● **Data supplied**

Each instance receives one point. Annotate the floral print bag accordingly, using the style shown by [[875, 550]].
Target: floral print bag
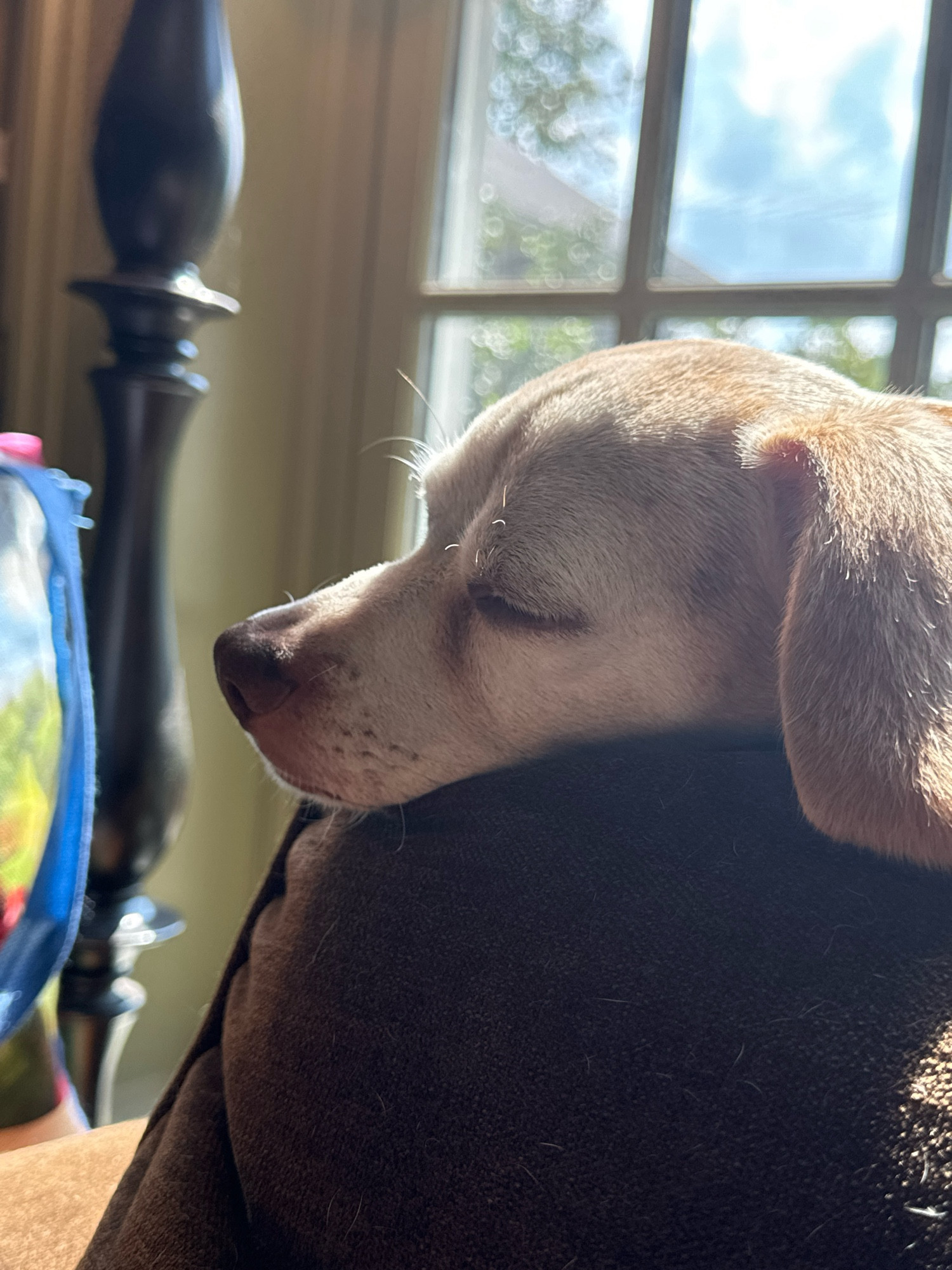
[[46, 768]]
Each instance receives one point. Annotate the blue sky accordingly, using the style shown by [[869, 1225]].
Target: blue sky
[[798, 137]]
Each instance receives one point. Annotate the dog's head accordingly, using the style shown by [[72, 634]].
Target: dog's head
[[667, 535]]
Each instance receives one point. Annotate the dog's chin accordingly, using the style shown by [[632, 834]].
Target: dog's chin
[[307, 789]]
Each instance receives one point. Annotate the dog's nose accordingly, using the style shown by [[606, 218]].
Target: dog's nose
[[251, 675]]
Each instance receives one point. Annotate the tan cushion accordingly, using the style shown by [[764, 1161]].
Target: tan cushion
[[54, 1196]]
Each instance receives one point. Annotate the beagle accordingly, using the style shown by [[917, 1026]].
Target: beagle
[[662, 535]]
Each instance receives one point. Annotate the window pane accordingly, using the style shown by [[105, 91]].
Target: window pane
[[544, 142], [857, 347], [798, 140], [941, 378], [477, 361]]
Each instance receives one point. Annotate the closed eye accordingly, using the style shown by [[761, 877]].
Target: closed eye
[[503, 613]]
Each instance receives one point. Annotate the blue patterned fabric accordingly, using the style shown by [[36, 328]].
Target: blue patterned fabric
[[44, 652]]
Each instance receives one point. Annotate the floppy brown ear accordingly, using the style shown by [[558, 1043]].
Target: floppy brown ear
[[866, 643]]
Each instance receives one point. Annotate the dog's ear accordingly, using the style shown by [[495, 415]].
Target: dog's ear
[[866, 643]]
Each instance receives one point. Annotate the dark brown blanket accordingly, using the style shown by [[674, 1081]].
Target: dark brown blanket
[[621, 1009]]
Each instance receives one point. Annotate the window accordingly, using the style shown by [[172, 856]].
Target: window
[[767, 171]]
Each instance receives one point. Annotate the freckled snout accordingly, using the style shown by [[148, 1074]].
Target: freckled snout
[[253, 672]]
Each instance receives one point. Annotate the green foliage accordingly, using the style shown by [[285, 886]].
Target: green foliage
[[838, 344], [510, 351], [517, 248], [559, 81], [30, 725], [31, 730]]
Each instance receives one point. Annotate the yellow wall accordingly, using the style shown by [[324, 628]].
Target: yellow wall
[[276, 486], [227, 526]]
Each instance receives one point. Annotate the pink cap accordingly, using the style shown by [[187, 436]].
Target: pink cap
[[22, 446]]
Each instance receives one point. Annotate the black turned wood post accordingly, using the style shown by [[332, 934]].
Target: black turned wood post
[[168, 166]]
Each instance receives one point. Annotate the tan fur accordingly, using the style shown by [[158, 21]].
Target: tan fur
[[663, 511]]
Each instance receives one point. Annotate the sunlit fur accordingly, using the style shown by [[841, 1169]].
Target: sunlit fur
[[671, 534]]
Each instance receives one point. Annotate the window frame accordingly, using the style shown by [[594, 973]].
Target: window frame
[[917, 299]]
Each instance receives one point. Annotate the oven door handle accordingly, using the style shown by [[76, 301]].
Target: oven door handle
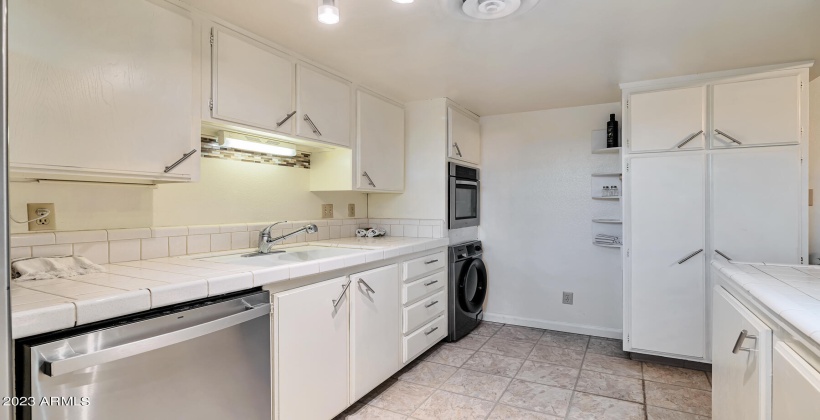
[[82, 361]]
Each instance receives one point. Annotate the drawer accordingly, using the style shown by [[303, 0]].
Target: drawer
[[421, 340], [424, 265], [423, 287], [423, 311]]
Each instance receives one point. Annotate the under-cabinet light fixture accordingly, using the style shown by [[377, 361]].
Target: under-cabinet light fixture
[[239, 141], [328, 12]]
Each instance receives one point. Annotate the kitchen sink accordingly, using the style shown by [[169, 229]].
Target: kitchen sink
[[277, 257]]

● **Work required**
Rewrite all of the material above with every occurrence of "Target" replaced by "Object", leaving everything else unchanged. Omit the pictures from your answer.

● **Solution to this exercise**
Each instance receives one point. Annotate the floral print bag accordingly, using the style shown by [[875, 550]].
Object: floral print bag
[[46, 768]]
Each instance receives one point. Annotate the blue sky accordingly, using the style shown by [[869, 1225]].
Object: blue sky
[[798, 137]]
Each instance receives one point. Annotate the dog's head accordingly, using the style shown by [[72, 634]].
Object: dog's head
[[667, 535]]
Each instance receives one point. Annotate the dog's chin accordingly, using the style shown by [[632, 834]].
Object: dog's chin
[[307, 789]]
Each instance receives one point. Annotate the dog's nose accordingly, using the style shown by [[606, 218]].
Object: dog's nose
[[251, 675]]
Each instance receives one point. Annotate the tan cushion accordingly, using the style shown by [[764, 1161]].
Object: tan cushion
[[54, 1196]]
Each instance receives one point. Annotate the beagle accordingly, using the style shown by [[917, 1026]].
Object: beagle
[[662, 535]]
Each instance receives one point. Annotate the window pane accordingly, using the style shown by [[105, 91]].
Object: window pane
[[544, 142], [857, 347], [798, 140], [941, 378], [477, 361]]
Each instance receives one point. Annotate the closed eye accordingly, using the style shown by [[761, 877]].
Object: closed eye
[[503, 613]]
Each instance receives one point. Annotate the blue patterned fabric accordingly, using the style shown by [[36, 328]].
Object: blue patterned fabric
[[44, 652]]
Each instance receives one point. Annotate the floppy brown ear accordingly, using the style shown by [[558, 1043]].
Object: floppy brown ear
[[866, 643]]
Each instance receives one point. Annotate the dog's ear accordingly, using the style shown by [[495, 415]].
Object: dog's ear
[[866, 643]]
Each instance receives one point. Annotate the dark brown blanket accordingly, using the style shown by [[674, 1081]].
Object: dark brown blanket
[[621, 1009]]
Each instance receives one point. Annotate the window accordingly, using the style shown by [[172, 856]].
Object: window
[[767, 171]]
Each instance receives one point. Annotate the freckled snout accordingly, using the style shown by [[148, 1074]].
Object: freckled snout
[[253, 672]]
Each instance receives one point. Annotate the green foliage accordingly, using the style shown by [[285, 886]].
Object: green foliage
[[838, 344], [510, 351], [517, 248], [559, 81], [30, 725], [31, 730]]
Each instance receives one point. Annotate the yellow wall accordingly, using the style shown by [[324, 628]].
Object: yellow wall
[[276, 486], [227, 526]]
Each instance receives one point. Annotate the pink cap accordingly, using the style shown by [[187, 436]].
Object: pink cap
[[22, 446]]
Each instance receives one point. Annotate the black turned wood post accordingly, using the style shown by [[332, 934]].
Object: black turned wood post
[[168, 166]]
Each instance receives one point. Annotate the tan fur accordingly, using the style shown by [[158, 21]].
Object: tan fur
[[663, 511]]
Each instance receives one point. Annotate the sunlit fur accordingly, using the style shown by [[841, 1169]].
Object: sunlit fur
[[671, 534]]
Each instance receives one point. Annotate the window frame accordingly, using the style shown by [[594, 973]].
Object: window frame
[[917, 299]]
Each instance receives one point. Annotate the oven door handle accordingly, using the style shown by [[76, 301]].
Object: oven door handle
[[82, 361]]
Each instance receives one point. Annotate the drawer accordingly, using the style shown by [[303, 0]].
Object: drawer
[[421, 340], [424, 265], [423, 287], [423, 311]]
Each instance receives one point. Annotate the under-cabinet light fixture accordingly, using the style shown by [[377, 361]].
Object: under-cabinet light fixture
[[239, 141], [328, 12]]
Each instance receives one point. Annotate the kitchen sink accordingly, using the style shown by [[169, 229]].
Object: kitchen sink
[[277, 257]]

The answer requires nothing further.